Texto fornecido =>

- - - - -

MARCELO HENRIQUE
PEREIRA
cellosc@floripa.com.br
Florianópolis,
Santa Catarina
(Brasil)
Pensar?
Pra quê?
Você pensa? A
pergunta pode
soar curiosa e
provocar certa
repulsa, de
início. Afinal,
nosso cérebro
trabalha o tempo
todo, envolto
das pequenas às
grandes
realizações do
dia-a-dia. Mesmo
nas questões
mais rotineiras,
como cuidar da
higiene pessoal,
alimentar-se,
percorrer o
caminho da casa
para o trabalho
e vice-versa,
dizemos que
nossa
inteligência se
manifesta, pois
a máquina
cerebral está em
constante
atividade. E, ao
que parece,
quando surgem
situações
imprevistas ou
adversas, é
justamente neste
momento em que
os nossos
neurônios são
fortemente
provocados e a
nossa bagagem
espiritual
responde na
forma da
resolução de
problemas e
dificuldades ou
na direção da
tomada de
decisões.
Ainda assim, nas
chamadas
atividades
culturais e
educativas, o
pensamento
parece ser o
instrumento mais
necessário e
utilizado, de
vez que diversos
estímulos
(visuais,
auditivos,
sensoriais,
cognitivos,
psíquicos)
desencadeiam a
necessidade de
atribuir valor
às idéias,
aderindo a ou
rechaçando
muitas delas.
Todavia, não
devemos esquecer
que em
diversificadas
situações, o
indivíduo
apenas reproduz
o saber que lhe
é repassado por
tutores,
instrutores,
professores,
pais, chefes,
colegas de
trabalho etc.,
deixando muito
pouco espaço
para a atividade
criativa,
principalmente
em sistemas mais
fechados e
ortodoxos,
sobretudo
aqueles em que
as novas idéias
provocam
verdadeiras
revoluções e, em
razão da
manutenção do
status quo
(poder,
influência,
decisão), são
reprimidas,
dificultadas ou
não-incentivadas.
Para melhor
entender a
importância
espiritual do
pensar,
recorremos à
cátedra contida
em O Livro
dos Espíritos,
onde, sob a
intervenção
questionadora de
Allan Kardec, os
Espíritos
Superiores
responderam
(questão 71) que
“a
inteligência é
uma faculdade
especial,
peculiar a
algumas classes
de seres
orgânicos e que
lhes dá, com o
pensamento, a
vontade de
atuar, a
consciência de
que existem e de
que constituem
uma
individualidade
cada um, assim
como os meios de
estabelecerem
relações com o
mundo exterior e
de proverem às
suas
necessidades”.
Ficam
flagrantes, aí,
quatro elementos
que caracterizam
a vida no
estágio de
espírito
propriamente
dito: o
pensamento,
a ação
dele decorrente,
a consciência
da existência
espiritual e a
individualidade
(independência
em relação aos
demais seres).

- - - - -

Listagem apresentada =>
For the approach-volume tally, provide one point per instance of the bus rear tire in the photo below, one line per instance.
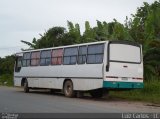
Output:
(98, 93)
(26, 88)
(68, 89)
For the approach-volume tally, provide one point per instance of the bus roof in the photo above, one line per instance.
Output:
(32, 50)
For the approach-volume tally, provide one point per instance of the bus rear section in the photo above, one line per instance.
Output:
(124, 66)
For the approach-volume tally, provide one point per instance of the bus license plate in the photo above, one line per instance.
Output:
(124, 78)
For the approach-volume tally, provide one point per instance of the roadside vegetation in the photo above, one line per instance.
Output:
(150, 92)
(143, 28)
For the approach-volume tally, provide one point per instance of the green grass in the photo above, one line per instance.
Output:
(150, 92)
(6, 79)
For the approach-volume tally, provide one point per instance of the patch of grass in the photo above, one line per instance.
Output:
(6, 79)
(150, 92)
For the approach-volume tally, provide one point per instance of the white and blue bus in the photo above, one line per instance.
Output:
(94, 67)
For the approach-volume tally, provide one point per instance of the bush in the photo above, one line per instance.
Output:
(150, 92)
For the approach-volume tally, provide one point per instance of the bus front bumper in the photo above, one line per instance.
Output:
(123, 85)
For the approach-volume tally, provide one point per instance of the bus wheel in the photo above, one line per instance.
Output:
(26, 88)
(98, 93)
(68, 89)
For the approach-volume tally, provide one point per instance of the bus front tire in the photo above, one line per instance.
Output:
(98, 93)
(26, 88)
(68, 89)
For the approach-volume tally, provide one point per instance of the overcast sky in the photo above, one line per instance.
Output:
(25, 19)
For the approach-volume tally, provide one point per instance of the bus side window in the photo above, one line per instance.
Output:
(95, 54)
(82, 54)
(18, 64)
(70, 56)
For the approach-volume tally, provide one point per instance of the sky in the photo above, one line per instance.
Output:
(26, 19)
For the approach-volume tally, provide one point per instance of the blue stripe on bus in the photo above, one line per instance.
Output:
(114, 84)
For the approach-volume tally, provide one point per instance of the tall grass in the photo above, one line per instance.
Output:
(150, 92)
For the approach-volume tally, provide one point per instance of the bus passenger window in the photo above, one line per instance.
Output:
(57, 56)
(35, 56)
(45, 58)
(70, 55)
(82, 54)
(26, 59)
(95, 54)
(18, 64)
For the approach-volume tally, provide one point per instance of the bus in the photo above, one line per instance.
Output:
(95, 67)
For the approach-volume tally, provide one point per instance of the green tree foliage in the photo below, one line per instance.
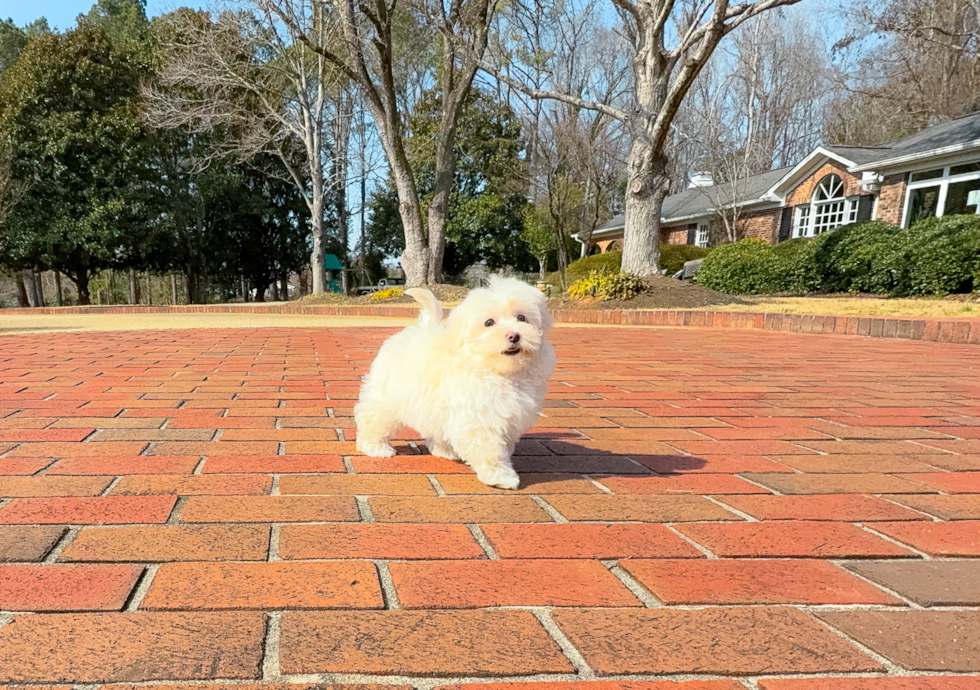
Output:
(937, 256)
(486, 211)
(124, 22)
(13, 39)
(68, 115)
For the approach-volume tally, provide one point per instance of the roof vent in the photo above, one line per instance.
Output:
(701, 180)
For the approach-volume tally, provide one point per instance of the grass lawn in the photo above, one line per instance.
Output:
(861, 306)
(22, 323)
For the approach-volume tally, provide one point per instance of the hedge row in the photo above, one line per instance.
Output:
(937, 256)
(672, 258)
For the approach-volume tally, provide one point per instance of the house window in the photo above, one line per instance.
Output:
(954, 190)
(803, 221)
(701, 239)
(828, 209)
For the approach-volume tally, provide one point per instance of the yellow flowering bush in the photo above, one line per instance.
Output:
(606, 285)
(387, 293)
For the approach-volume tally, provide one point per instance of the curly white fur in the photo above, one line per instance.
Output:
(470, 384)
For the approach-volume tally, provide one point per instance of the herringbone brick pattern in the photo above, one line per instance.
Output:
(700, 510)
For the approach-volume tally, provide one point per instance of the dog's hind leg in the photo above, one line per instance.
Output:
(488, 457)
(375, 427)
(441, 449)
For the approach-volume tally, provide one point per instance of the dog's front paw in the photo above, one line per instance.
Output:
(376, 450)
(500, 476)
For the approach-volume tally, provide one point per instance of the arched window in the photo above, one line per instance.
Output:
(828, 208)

- - - - -

Exercícios propostos =>
**A.** Segundo o texto sobre o pensar, por que o pensamento parece ser o instrumento mais necessário e utilizado nas atividades culturais e educativas? Responda em uma a três frases.
**B.** Diga se cada afirmação concorda com o texto sobre o pensar. Responda com sim ou não e cite as palavras do texto que decidem a questão.
(i) Em situações imprevistas ou adversas, os neurônios são fortemente provocados.
(ii) Em sistemas fechados e ortodoxos, as novas ideias são incentivadas.
(iii) São apontados três elementos que caracterizam a vida no estágio de espírito.
**C.** Reescreva em forma de lista o parágrafo do texto sobre o pensar que começa com "Ficam flagrantes, aí", mantendo seus fatos principais.

Respostas por tarefa =>
**A.** Porque, nessas atividades, diversos estímulos (visuais, auditivos, sensoriais, cognitivos e psíquicos) despertam a necessidade de atribuir valor às ideias. Isso leva a pessoa a aderir a muitas delas ou a rechaçá-las.

**B.**
(i) Sim: "quando surgem situações imprevistas ou adversas, é justamente neste momento em que os nossos neurônios são fortemente provocados".
(ii) Não: "são reprimidas, dificultadas ou não-incentivadas".
(iii) Não: "quatro elementos que caracterizam a vida no estágio de espírito propriamente dito".

**C.**
Elementos que caracterizam a vida no estágio de espírito propriamente dito:
- o pensamento;
- a ação que decorre dele;
- a consciência da existência espiritual;
- a individualidade, entendida como independência em relação aos demais seres.